* _Set problem a_
Find every line in the entries that contains the word "stone" and copy each of those lines.

* _Document extract_
-*-

Swarming itself was pretty well covered in the earlier posts. Michael's link in # 8 has more. Do you have the bees left after a single deep swarmed to make splits? Have you checked your other hives? Same flow for them too.

You gave them space but they did not view it as their space. Getting them to see that space as available was my point.


----------



## GaryG74 (Apr 9, 2014)

To try and catch any swarms in the immediate future (until you do the other things mentioned) try putting a cotton ball with lemon grass oil on a tree limb with a twist tie. It might get them low enough to capture. I put one up last week and three swarms have clustered on the same location; about five feet off the ground. Put two deeps sideways on a drop cloth under the swarms, put a hive on top of them, bent the limb down enough to go inside the hive and shook the limb. All three now are new additions to the apiary. My hives have been swarming like crazy too.


----------



## bear_den (May 11, 2014)

Thanks. I see what you are saying now. I have been reading so much I was doubting what I had already decided to do. Thanks again.


----------



## bear_den (May 11, 2014)

Thanks. I will try that.


----------



## Saltybee (Feb 9, 2012)

bear_den said:


> I have been reading so much I was doubting what I had already decided to do.


Been there.


----------



## bear_den (May 11, 2014)

I tried pulling 2 frames up in the medium and that is working. That really helped thanks. 
I have another question. I caught another swarm. This time I added a screen to the entrance to prevent the queen from leaving. How long should I leave it on?


----------



## Saltybee (Feb 9, 2012)

Your swarm may have a virgin, she needs to go out. Brood will hold them better anyway.


----------

-*-

* _Set problem b_
Copy the part of the forum thread that opens with the words containing "## GaryG74 (Apr" and closes with "like crazy too.", and swap "limb" for "branch" wherever it appears in that part.

-*-

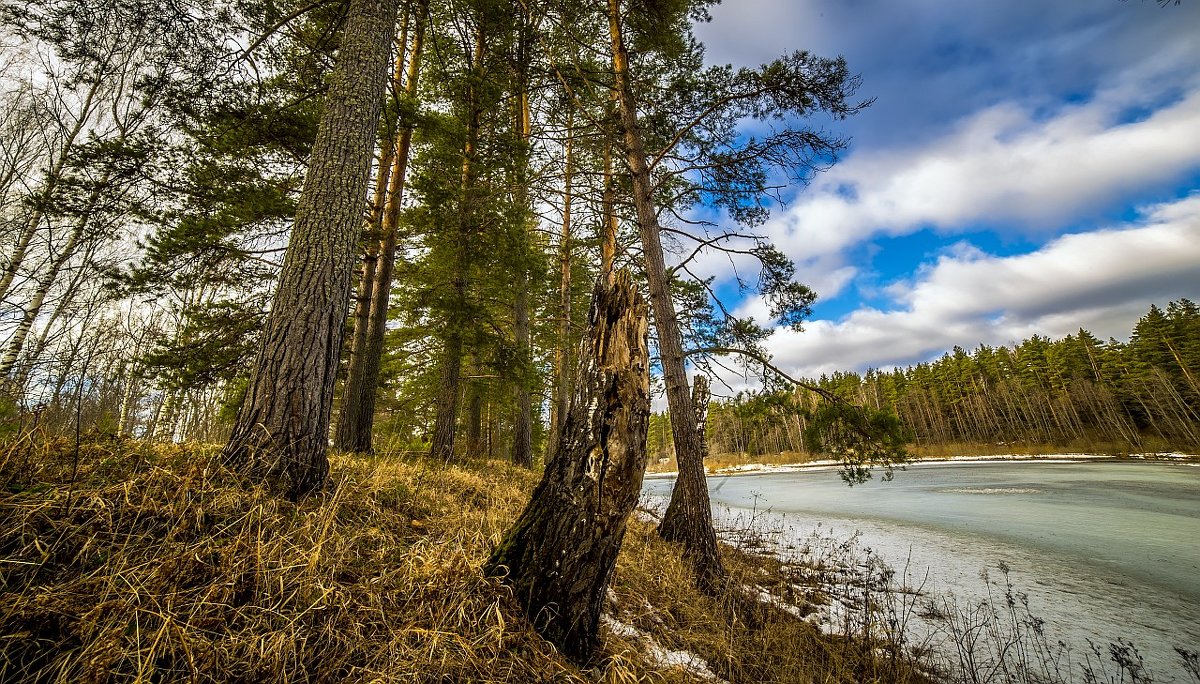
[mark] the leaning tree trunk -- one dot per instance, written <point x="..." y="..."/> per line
<point x="559" y="556"/>
<point x="690" y="513"/>
<point x="281" y="432"/>
<point x="690" y="522"/>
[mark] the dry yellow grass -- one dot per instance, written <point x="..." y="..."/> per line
<point x="138" y="562"/>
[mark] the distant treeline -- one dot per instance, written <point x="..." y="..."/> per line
<point x="1078" y="391"/>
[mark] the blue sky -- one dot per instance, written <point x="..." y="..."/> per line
<point x="1027" y="167"/>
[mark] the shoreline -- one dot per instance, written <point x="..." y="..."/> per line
<point x="829" y="465"/>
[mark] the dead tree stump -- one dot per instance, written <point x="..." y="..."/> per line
<point x="559" y="556"/>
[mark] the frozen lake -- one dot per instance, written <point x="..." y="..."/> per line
<point x="1104" y="550"/>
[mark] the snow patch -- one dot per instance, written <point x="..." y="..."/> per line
<point x="658" y="654"/>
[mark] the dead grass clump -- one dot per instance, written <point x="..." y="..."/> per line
<point x="138" y="562"/>
<point x="162" y="565"/>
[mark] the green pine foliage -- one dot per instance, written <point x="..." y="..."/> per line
<point x="1074" y="393"/>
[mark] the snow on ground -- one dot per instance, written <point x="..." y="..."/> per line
<point x="658" y="654"/>
<point x="825" y="465"/>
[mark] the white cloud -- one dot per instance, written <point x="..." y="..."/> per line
<point x="1101" y="281"/>
<point x="1000" y="166"/>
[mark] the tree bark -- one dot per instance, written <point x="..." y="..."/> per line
<point x="689" y="516"/>
<point x="559" y="556"/>
<point x="33" y="309"/>
<point x="522" y="423"/>
<point x="447" y="413"/>
<point x="563" y="351"/>
<point x="281" y="432"/>
<point x="357" y="419"/>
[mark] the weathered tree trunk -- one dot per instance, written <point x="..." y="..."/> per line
<point x="281" y="432"/>
<point x="357" y="419"/>
<point x="559" y="556"/>
<point x="689" y="520"/>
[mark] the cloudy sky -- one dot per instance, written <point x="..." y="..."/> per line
<point x="1027" y="167"/>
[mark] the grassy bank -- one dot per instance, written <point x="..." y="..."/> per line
<point x="124" y="562"/>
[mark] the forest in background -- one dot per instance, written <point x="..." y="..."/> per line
<point x="1078" y="393"/>
<point x="151" y="172"/>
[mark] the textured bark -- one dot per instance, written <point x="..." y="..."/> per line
<point x="522" y="423"/>
<point x="690" y="514"/>
<point x="447" y="411"/>
<point x="357" y="420"/>
<point x="559" y="556"/>
<point x="609" y="202"/>
<point x="690" y="520"/>
<point x="281" y="432"/>
<point x="563" y="351"/>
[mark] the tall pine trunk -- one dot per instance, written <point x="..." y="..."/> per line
<point x="689" y="516"/>
<point x="563" y="351"/>
<point x="522" y="423"/>
<point x="357" y="420"/>
<point x="447" y="412"/>
<point x="281" y="431"/>
<point x="559" y="556"/>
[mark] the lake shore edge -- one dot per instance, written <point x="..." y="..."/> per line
<point x="831" y="465"/>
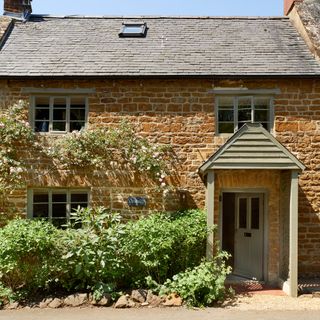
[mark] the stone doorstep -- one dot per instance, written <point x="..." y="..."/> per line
<point x="310" y="286"/>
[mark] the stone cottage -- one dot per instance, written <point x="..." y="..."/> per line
<point x="237" y="98"/>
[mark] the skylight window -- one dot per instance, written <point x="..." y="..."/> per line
<point x="133" y="30"/>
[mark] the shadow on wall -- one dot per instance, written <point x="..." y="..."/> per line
<point x="309" y="234"/>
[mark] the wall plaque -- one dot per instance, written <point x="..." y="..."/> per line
<point x="137" y="202"/>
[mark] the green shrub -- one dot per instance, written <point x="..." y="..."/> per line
<point x="162" y="245"/>
<point x="90" y="247"/>
<point x="202" y="285"/>
<point x="27" y="254"/>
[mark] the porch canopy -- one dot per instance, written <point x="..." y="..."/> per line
<point x="253" y="147"/>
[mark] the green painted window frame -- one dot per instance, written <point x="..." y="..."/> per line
<point x="50" y="192"/>
<point x="234" y="107"/>
<point x="49" y="122"/>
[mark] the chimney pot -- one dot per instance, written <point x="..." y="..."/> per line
<point x="288" y="5"/>
<point x="17" y="7"/>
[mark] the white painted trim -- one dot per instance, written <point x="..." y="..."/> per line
<point x="244" y="91"/>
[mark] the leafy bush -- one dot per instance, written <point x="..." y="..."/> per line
<point x="27" y="254"/>
<point x="120" y="146"/>
<point x="97" y="252"/>
<point x="202" y="285"/>
<point x="90" y="247"/>
<point x="162" y="245"/>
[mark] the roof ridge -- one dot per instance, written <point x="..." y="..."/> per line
<point x="75" y="16"/>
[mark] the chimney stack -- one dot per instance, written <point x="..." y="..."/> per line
<point x="17" y="8"/>
<point x="288" y="5"/>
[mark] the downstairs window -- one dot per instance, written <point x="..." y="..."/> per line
<point x="55" y="204"/>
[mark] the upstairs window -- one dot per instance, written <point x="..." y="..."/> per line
<point x="59" y="114"/>
<point x="55" y="205"/>
<point x="232" y="112"/>
<point x="133" y="30"/>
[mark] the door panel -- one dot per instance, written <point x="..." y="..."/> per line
<point x="249" y="236"/>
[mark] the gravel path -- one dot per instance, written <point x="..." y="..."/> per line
<point x="271" y="302"/>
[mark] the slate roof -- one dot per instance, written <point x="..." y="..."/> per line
<point x="252" y="147"/>
<point x="174" y="46"/>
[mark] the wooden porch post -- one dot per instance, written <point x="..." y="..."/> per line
<point x="293" y="235"/>
<point x="210" y="212"/>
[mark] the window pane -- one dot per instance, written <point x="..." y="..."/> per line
<point x="59" y="222"/>
<point x="79" y="197"/>
<point x="226" y="127"/>
<point x="40" y="197"/>
<point x="41" y="126"/>
<point x="59" y="114"/>
<point x="77" y="114"/>
<point x="225" y="114"/>
<point x="59" y="126"/>
<point x="78" y="103"/>
<point x="262" y="103"/>
<point x="244" y="110"/>
<point x="261" y="115"/>
<point x="226" y="102"/>
<point x="76" y="126"/>
<point x="60" y="103"/>
<point x="59" y="197"/>
<point x="42" y="102"/>
<point x="40" y="211"/>
<point x="255" y="213"/>
<point x="243" y="213"/>
<point x="59" y="210"/>
<point x="132" y="29"/>
<point x="42" y="114"/>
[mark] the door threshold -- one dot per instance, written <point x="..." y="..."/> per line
<point x="237" y="279"/>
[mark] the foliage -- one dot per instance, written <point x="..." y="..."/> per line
<point x="90" y="248"/>
<point x="99" y="253"/>
<point x="162" y="245"/>
<point x="201" y="285"/>
<point x="6" y="295"/>
<point x="14" y="130"/>
<point x="120" y="146"/>
<point x="27" y="254"/>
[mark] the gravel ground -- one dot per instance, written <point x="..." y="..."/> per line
<point x="273" y="302"/>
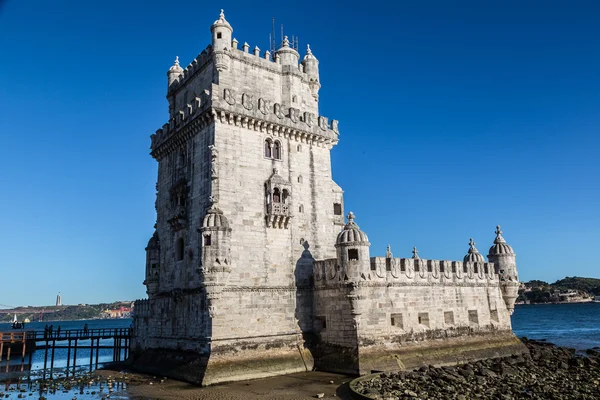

-*-

* _Task solution a_
[mark] the stone doorstep -- one dot per instance, written <point x="..." y="..."/> per line
[mark] the stone cottage -- one dot per instance, written <point x="..." y="..."/> per line

* _Task solution b_
## GaryG74 (Apr 9, 2014)

To try and catch any swarms in the immediate future (until you do the other things mentioned) try putting a cotton ball with lemon grass oil on a tree branch with a twist tie. It might get them low enough to capture. I put one up last week and three swarms have clustered on the same location; about five feet off the ground. Put two deeps sideways on a drop cloth under the swarms, put a hive on top of them, bent the branch down enough to go inside the hive and shook the branch. All three now are new additions to the apiary. My hives have been swarming like crazy too.